Task instructions ::
Everything from the line containing "spot on carapace" through the final line of the records must be transcribed verbatim; nothing else belongs in the result.

Extracted data ::
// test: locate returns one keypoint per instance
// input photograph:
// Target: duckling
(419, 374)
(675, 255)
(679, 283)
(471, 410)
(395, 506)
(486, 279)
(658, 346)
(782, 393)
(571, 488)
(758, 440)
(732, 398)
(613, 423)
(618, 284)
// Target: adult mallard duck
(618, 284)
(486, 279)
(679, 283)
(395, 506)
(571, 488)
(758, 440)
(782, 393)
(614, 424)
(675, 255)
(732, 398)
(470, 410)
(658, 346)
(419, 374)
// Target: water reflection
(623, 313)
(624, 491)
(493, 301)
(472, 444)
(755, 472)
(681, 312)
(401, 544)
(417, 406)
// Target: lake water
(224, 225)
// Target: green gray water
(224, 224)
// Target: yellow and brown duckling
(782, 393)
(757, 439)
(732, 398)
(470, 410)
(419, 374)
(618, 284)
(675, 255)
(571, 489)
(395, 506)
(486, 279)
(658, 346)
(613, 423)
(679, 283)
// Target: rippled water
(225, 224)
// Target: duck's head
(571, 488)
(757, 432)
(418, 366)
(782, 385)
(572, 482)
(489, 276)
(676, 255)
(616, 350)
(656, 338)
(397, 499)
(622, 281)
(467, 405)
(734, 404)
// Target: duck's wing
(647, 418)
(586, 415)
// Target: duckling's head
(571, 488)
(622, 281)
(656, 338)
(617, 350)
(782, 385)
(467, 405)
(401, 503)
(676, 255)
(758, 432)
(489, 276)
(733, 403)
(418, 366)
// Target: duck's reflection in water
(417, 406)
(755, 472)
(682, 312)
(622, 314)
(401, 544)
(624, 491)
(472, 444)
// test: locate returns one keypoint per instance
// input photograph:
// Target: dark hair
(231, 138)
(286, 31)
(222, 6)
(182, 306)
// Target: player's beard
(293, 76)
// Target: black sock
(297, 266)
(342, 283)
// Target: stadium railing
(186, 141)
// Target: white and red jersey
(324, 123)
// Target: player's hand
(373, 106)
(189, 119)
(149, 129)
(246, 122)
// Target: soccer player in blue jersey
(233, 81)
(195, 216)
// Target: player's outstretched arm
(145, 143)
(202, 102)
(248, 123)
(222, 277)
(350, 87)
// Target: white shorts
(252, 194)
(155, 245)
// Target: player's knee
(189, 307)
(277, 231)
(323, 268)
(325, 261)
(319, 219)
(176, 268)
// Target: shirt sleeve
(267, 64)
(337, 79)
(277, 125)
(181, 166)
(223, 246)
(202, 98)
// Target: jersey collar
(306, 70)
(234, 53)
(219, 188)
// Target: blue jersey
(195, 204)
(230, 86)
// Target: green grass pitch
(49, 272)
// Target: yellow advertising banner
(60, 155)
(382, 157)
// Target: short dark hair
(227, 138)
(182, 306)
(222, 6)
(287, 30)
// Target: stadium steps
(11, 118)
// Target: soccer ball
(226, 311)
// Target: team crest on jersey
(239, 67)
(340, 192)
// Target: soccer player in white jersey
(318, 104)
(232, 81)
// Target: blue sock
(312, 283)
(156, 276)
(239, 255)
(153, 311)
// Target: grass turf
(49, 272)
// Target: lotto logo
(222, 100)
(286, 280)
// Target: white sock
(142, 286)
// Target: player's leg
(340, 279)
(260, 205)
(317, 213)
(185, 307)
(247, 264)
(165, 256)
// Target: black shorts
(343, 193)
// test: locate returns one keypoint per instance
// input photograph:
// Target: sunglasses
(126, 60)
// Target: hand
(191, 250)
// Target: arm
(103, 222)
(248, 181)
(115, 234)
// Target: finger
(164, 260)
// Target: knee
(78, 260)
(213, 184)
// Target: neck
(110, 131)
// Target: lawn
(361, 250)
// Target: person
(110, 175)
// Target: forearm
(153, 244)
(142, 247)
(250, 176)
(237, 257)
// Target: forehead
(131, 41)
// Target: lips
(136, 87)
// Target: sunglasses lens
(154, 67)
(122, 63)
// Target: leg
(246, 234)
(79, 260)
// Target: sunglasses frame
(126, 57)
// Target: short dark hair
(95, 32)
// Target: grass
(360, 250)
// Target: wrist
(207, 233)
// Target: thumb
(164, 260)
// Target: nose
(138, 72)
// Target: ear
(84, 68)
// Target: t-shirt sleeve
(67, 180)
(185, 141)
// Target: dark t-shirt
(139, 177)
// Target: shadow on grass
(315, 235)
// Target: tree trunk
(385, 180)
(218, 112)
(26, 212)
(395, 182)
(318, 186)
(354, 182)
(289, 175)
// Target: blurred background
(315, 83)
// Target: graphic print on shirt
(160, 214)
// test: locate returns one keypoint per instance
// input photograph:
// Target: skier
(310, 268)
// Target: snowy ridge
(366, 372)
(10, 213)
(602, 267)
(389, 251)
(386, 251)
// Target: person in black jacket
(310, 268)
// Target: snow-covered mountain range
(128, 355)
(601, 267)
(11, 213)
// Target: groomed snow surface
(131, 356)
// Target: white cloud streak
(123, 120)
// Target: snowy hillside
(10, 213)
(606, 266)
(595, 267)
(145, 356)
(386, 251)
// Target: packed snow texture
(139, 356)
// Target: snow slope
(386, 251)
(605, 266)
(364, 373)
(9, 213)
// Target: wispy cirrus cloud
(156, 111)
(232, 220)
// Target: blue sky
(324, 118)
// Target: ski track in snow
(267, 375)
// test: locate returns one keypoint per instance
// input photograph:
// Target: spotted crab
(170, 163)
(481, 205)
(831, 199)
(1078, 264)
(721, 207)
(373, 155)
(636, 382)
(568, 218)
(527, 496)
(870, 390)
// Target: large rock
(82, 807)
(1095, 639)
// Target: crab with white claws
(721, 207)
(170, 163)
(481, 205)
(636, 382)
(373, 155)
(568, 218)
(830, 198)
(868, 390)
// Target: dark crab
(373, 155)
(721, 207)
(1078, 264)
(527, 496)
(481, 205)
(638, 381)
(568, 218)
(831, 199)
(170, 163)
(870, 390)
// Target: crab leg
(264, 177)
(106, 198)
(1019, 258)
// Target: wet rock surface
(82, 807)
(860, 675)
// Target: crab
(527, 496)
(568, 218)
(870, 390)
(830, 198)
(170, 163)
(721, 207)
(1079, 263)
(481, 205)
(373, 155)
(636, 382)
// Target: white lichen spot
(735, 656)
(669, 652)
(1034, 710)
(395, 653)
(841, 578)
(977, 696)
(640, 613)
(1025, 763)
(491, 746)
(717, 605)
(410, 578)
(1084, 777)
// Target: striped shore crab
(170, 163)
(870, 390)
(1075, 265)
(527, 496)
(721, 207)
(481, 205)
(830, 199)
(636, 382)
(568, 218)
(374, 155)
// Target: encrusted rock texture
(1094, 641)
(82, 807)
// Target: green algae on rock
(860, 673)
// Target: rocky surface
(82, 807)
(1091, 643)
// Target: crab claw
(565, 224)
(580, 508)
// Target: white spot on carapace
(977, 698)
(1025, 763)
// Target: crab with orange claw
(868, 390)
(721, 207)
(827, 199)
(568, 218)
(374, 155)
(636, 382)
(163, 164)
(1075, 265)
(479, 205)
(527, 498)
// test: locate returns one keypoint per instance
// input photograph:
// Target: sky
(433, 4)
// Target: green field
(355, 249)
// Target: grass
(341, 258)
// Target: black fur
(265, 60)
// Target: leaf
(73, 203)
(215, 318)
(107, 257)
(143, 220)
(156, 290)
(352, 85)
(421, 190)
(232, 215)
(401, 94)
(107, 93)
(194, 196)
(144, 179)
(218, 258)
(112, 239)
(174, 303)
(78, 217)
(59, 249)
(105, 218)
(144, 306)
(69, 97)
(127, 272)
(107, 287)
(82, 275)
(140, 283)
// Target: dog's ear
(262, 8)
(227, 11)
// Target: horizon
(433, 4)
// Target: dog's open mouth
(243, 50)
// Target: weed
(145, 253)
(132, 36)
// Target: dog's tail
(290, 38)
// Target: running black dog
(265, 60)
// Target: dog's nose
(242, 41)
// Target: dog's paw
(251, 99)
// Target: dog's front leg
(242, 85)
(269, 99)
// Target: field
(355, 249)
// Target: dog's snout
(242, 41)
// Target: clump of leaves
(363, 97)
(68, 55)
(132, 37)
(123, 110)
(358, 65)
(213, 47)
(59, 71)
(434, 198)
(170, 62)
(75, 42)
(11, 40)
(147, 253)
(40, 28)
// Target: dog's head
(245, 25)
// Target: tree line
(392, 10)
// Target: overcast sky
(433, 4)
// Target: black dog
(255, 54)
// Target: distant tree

Solution for this problem ::
// Target: white spot on carapace
(977, 698)
(1025, 763)
// Target: crab with orange claw
(868, 390)
(721, 207)
(827, 199)
(568, 218)
(374, 155)
(636, 382)
(163, 164)
(1075, 265)
(479, 205)
(527, 498)
// test: locate returns one keypoint per instance
// input photograph:
// Target: sky
(433, 4)
// Target: green field
(355, 249)
// Target: grass
(341, 258)
// Target: black fur
(265, 60)
// Target: leaf
(73, 203)
(215, 318)
(107, 257)
(143, 220)
(156, 290)
(352, 85)
(421, 190)
(232, 215)
(401, 94)
(107, 93)
(194, 196)
(144, 179)
(218, 258)
(112, 239)
(174, 303)
(78, 217)
(59, 249)
(105, 218)
(144, 306)
(69, 97)
(127, 272)
(107, 287)
(82, 275)
(140, 283)
// Target: dog's ear
(262, 8)
(227, 11)
// Target: horizon
(433, 4)
// Target: dog's open mouth
(243, 50)
// Target: weed
(145, 253)
(132, 36)
// Target: dog's tail
(290, 38)
// Target: running black dog
(265, 60)
// Target: dog's nose
(242, 41)
// Target: dog's paw
(251, 99)
// Target: dog's front leg
(242, 85)
(269, 99)
// Target: field
(355, 249)
// Target: dog's snout
(242, 41)
// Target: clump of leaves
(363, 97)
(68, 55)
(132, 37)
(123, 110)
(358, 65)
(213, 47)
(59, 71)
(434, 198)
(170, 62)
(75, 42)
(11, 40)
(147, 253)
(40, 28)
// Target: dog's head
(245, 25)
// Target: tree line
(392, 10)
// Target: overcast sky
(433, 4)
// Target: black dog
(255, 54)
// Target: distant tree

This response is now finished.